## TASK TO CARRY OUT:
Write out all of the data without omission, exactly as shown.

## MATERIALS PROVIDED:

— Start —

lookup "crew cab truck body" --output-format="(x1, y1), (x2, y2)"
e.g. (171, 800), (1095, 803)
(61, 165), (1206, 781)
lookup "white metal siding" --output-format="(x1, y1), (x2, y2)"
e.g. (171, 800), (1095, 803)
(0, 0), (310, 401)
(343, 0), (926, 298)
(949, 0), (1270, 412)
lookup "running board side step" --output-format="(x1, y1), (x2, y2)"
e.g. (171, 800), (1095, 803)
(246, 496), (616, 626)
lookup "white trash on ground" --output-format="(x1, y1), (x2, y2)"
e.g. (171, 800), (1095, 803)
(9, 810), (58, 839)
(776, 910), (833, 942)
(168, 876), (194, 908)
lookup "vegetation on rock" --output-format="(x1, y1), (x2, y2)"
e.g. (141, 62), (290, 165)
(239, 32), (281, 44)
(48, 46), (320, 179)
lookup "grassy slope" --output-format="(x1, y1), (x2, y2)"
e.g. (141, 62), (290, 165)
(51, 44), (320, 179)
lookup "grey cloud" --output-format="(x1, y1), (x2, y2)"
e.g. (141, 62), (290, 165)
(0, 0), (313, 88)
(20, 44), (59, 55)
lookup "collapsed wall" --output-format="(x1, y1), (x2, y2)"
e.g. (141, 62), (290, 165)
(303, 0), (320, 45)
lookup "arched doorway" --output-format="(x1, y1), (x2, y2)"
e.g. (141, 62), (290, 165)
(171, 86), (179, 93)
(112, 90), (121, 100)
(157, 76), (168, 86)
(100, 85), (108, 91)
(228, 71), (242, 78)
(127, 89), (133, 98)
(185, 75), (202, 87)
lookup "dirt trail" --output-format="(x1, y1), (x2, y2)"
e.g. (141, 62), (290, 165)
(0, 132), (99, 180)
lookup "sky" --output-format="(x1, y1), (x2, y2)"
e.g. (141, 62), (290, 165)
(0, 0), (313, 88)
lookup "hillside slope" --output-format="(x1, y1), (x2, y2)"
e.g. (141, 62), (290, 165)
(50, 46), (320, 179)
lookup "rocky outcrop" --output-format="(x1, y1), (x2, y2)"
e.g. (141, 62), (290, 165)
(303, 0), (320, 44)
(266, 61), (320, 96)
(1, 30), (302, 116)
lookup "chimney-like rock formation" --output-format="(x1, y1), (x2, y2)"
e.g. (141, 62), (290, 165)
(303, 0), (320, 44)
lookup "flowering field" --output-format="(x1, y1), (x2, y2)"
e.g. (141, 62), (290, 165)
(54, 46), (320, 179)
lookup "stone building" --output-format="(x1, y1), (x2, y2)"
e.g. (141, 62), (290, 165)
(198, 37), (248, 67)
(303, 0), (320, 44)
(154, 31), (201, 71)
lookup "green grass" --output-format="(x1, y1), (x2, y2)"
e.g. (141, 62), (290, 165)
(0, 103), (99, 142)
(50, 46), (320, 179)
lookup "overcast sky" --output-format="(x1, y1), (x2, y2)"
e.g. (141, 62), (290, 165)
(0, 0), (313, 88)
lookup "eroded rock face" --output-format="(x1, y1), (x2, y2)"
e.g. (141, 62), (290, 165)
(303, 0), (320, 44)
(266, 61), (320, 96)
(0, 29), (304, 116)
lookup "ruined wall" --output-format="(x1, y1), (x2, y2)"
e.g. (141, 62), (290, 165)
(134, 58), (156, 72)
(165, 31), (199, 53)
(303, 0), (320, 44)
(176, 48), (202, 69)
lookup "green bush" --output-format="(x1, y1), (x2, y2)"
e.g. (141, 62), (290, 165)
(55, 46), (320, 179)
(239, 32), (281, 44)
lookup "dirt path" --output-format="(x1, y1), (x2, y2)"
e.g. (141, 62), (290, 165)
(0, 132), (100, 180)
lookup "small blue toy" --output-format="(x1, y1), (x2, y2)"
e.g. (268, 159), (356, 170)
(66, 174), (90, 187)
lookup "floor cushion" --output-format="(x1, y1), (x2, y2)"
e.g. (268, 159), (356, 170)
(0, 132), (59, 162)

— End —

## ANSWER TO THE PROBLEM:
lookup "crew cab truck body" --output-format="(x1, y1), (x2, y2)"
e.g. (171, 800), (1095, 803)
(61, 165), (1206, 781)
lookup "white metal siding" --output-format="(x1, y1), (x2, y2)"
e.g. (171, 800), (1095, 803)
(0, 0), (310, 401)
(343, 0), (926, 298)
(949, 0), (1270, 412)
lookup "running board side step" --output-format="(x1, y1), (x2, y2)"
e.g. (171, 800), (1095, 803)
(246, 496), (616, 626)
lookup "white trash on ground" --output-format="(x1, y1), (x2, y2)"
e.g. (171, 800), (1095, 803)
(9, 810), (58, 839)
(776, 910), (833, 942)
(168, 876), (194, 908)
lookup "vegetation on rock" --output-format="(x1, y1), (x2, y2)"
e.g. (141, 62), (290, 165)
(239, 32), (281, 44)
(48, 46), (320, 179)
lookup "grassy slope" --output-format="(x1, y1), (x2, y2)"
e.g. (141, 62), (290, 165)
(51, 44), (320, 179)
lookup "grey cloud" --output-format="(x1, y1), (x2, y2)"
e.g. (141, 62), (290, 165)
(0, 0), (313, 88)
(20, 44), (59, 55)
lookup "collapsed wall" --output-format="(x1, y1), (x2, y2)"
e.g. (141, 62), (290, 165)
(303, 0), (320, 45)
lookup "arched doorway" --output-format="(x1, y1), (x2, y2)"
e.g. (141, 62), (290, 165)
(171, 86), (179, 93)
(112, 90), (121, 100)
(157, 76), (168, 86)
(100, 85), (108, 91)
(228, 71), (242, 78)
(127, 89), (133, 98)
(185, 75), (202, 87)
lookup "dirt trail" --output-format="(x1, y1), (x2, y2)"
e.g. (141, 62), (290, 165)
(0, 132), (99, 180)
lookup "sky" --output-format="(x1, y1), (x2, y2)"
e.g. (141, 62), (290, 165)
(0, 0), (313, 88)
lookup "hillside slope" --output-format="(x1, y1), (x2, y2)"
e.g. (141, 62), (290, 165)
(50, 46), (320, 179)
lookup "rocky outcrop" --output-format="(x1, y1), (x2, y2)"
e.g. (141, 62), (290, 165)
(303, 0), (320, 44)
(266, 61), (320, 96)
(1, 30), (302, 116)
lookup "chimney-like rock formation" --output-format="(x1, y1), (x2, y2)"
e.g. (141, 62), (290, 165)
(303, 0), (320, 44)
lookup "flowering field" --output-format="(x1, y1), (x2, y2)"
e.g. (141, 62), (290, 165)
(54, 46), (320, 179)
lookup "stone building" --output-format="(x1, y1), (x2, y2)"
e.g. (141, 62), (290, 165)
(198, 37), (248, 67)
(303, 0), (320, 44)
(154, 31), (201, 71)
lookup "green grass" --output-format="(x1, y1), (x2, y2)"
e.g. (141, 62), (290, 165)
(0, 103), (99, 142)
(50, 46), (320, 179)
lookup "overcast sky" --output-format="(x1, y1), (x2, y2)"
e.g. (141, 62), (290, 165)
(0, 0), (313, 88)
lookup "eroded rock face" --output-format="(x1, y1), (x2, y2)"
e.g. (141, 62), (290, 165)
(303, 0), (320, 44)
(266, 61), (320, 96)
(0, 29), (304, 116)
lookup "ruined wall" --output-format="(x1, y1), (x2, y2)"
e.g. (141, 62), (290, 165)
(134, 58), (156, 72)
(165, 31), (199, 53)
(303, 0), (320, 44)
(176, 48), (202, 69)
lookup "green bush" --output-format="(x1, y1), (x2, y2)"
e.g. (141, 62), (290, 165)
(55, 46), (320, 179)
(239, 32), (281, 44)
lookup "dirt path" --output-format="(x1, y1), (x2, y2)"
e.g. (141, 62), (290, 165)
(0, 132), (100, 180)
lookup "small blue toy" --output-format="(x1, y1), (x2, y2)"
e.g. (268, 159), (356, 170)
(66, 174), (90, 187)
lookup "floor cushion" --output-format="(x1, y1), (x2, y2)"
e.g. (268, 159), (356, 170)
(0, 132), (59, 162)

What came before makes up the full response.